__Brano del documento__
In tempo di coronavirus, la seduta con lo psicologo si fa su Skype.
Questa l’idea lanciata dal Centro Clinico Psicologia Torino, che si è messo a disposizione della comunità fornendo due colloqui gratuiti, individuali o familiari, da svolgere attraverso telefono, Whatsapp, Facetime o Skype. Il supporto psicologico contro l’ansia da coronavirus supera le barriere della quarantena.
Nel giro di una settimana abbiamo ricevuto una trentina di chiamate, che sono aumentate molto negli ultimi giorni.
racconta Pier Luigi Putrino, psicologo fondatore del centro.
Come è partita l’iniziativa?
Abbiamo scritto un post Facebook appena è iniziata l’emergenza, intercettando il panico un po’ in anticipo rispetto alla sensibilità di molti. Siamo stati accusati di allarmismo inutile e abbiamo ricevuto anche insulti gratuiti. Finché non abbiamo deciso di prendere una posizione netta rispetto ai commenti negativi, eliminandoli se poco costruttivi. Come psicologi, crediamo che si debba sempre accogliere la sofferenza degli altri, indipendentemente dal giudizio.
E in effetti le richieste d’aiuto sono arrivate: quali domande vi pongono di solito i pazienti?
La cosa interessante è che quasi sempre l’ansia da coronavirus è un pretesto per parlare d’altro, di traumi pregressi e più profondi. Le persone hanno paura del giudizio, quindi prima di parlare del proprio problema indugiano su altro. Per esempio: chiama una signora, dicendomi che il terrore del virus le impedisce di uscire. Solo nel secondo colloquio ammette di vivere chiusa in casa da due anni, per blocchi psicologici che nulla riguardano il rischio dell’epidemia.

__Attività 1__
Estrai dall'intervista sul supporto psicologico tutto ciò che va da "In tempo di" giù fino a "fondatore del centro.".
__Attività 2__
Rispondi a queste domande sull'intervista sul supporto psicologico:
(a) Quanti colloqui gratuiti mette a disposizione il Centro Clinico Psicologia Torino?
(b) Quante chiamate ha ricevuto il centro nel giro di una settimana?
(c) Da quanto tempo la signora vive chiusa in casa, secondo quanto ammette nel secondo colloquio?
__Attività 3__
Scrivi il seguito dell'intervista sul supporto psicologico contro l'ansia da coronavirus, a partire dall'ultima frase riportata.
I record provengono da una fonte diversa dal brano.

Dati memorizzati
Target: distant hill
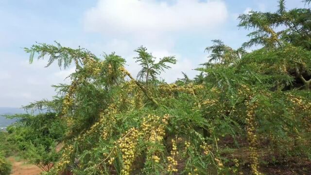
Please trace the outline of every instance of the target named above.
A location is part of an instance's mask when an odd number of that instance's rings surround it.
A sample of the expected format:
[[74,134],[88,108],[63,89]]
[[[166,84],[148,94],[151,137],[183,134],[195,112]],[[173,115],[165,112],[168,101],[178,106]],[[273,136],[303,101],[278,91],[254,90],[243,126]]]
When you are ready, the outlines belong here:
[[7,119],[1,115],[12,115],[17,113],[23,113],[25,111],[23,109],[17,107],[0,107],[0,129],[4,128],[16,121],[15,119]]

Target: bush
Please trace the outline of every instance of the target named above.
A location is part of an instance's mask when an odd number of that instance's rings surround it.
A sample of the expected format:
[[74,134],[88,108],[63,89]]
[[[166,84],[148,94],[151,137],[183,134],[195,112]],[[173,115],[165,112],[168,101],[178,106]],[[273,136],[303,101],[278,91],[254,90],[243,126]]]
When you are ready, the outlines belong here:
[[11,174],[12,165],[6,160],[2,153],[0,153],[0,175],[7,175]]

__Risposta scritta 1__
In tempo di coronavirus, la seduta con lo psicologo si fa su Skype.
Questa l’idea lanciata dal Centro Clinico Psicologia Torino, che si è messo a disposizione della comunità fornendo due colloqui gratuiti, individuali o familiari, da svolgere attraverso telefono, Whatsapp, Facetime o Skype. Il supporto psicologico contro l’ansia da coronavirus supera le barriere della quarantena.
Nel giro di una settimana abbiamo ricevuto una trentina di chiamate, che sono aumentate molto negli ultimi giorni.
racconta Pier Luigi Putrino, psicologo fondatore del centro.

__Risposta scritta 2__
(a) Due colloqui gratuiti, individuali o familiari.
(b) Una trentina.
(c) Da due anni.

__Risposta scritta 3__
In due sedute telefoniche si risolve qualcosa? A quali obiettivi mira l’iniziativa del supporto psicologico per il coronavirus?
Due sedute non sono di certo sufficienti a risolvere il problema, ma servono a prenderne consapevolezza. Nei casi meno gravi, sono utili a capire che ansia e paura si possono gestire. L’obiettivo dell’iniziativa è arginare il panico collettivo e le azioni impulsive che conseguono: acquisti compulsivi, gesti di aggressività e fenomeni di razzismo. Inoltre, con un numero in più a disposizione delle persone sosteniamo indirettamente le forze di emergenza sanitaria, subissate di chiamate da giorni.
Ora che l’emergenza è conclamata, i detrattori si sono placati?
Sembra di sì, anzi, si sta creando una bella rete di supporto tra psicologi e medici: alcuni, esterni al centro, ci stanno scrivendo per chiederci se abbiamo bisogno di una mano.